Rewrite the records below as a Markdown table with two columns, No. and Line, giving each line its row number and skipping any blank lines.

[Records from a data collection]
· · · · · · ·

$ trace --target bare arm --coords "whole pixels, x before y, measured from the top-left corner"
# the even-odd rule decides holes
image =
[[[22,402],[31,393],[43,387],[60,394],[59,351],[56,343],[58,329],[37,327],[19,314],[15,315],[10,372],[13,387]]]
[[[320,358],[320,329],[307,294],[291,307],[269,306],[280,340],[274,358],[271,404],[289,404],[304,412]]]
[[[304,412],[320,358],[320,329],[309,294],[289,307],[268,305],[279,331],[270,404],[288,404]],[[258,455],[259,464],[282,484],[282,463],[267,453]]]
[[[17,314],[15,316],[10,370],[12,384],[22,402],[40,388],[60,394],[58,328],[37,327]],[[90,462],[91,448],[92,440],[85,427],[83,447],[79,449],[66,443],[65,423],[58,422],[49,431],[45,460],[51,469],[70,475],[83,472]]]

· · · · · · ·

_EXERCISE SOLUTION_:
| No. | Line |
|---|---|
| 1 | $ trace --target bare arm --coords "whole pixels, x before y, measured from the top-left corner" |
| 2 | # the even-odd rule decides holes |
| 3 | image = |
| 4 | [[[22,402],[31,393],[43,387],[60,394],[59,351],[56,343],[58,329],[37,327],[19,314],[15,315],[10,372],[13,387]]] |
| 5 | [[[320,358],[320,329],[307,294],[291,307],[269,306],[280,340],[274,358],[271,404],[289,404],[304,412]]] |
| 6 | [[[304,412],[320,358],[320,329],[309,294],[289,307],[268,305],[279,331],[270,404],[288,404]],[[258,455],[259,464],[282,484],[282,463],[267,453]]] |
| 7 | [[[17,314],[15,316],[10,370],[12,384],[22,402],[40,388],[60,394],[58,328],[37,327]],[[90,462],[91,448],[92,440],[85,427],[83,447],[79,449],[66,443],[65,423],[58,422],[49,431],[45,460],[51,469],[70,475],[83,472]]] |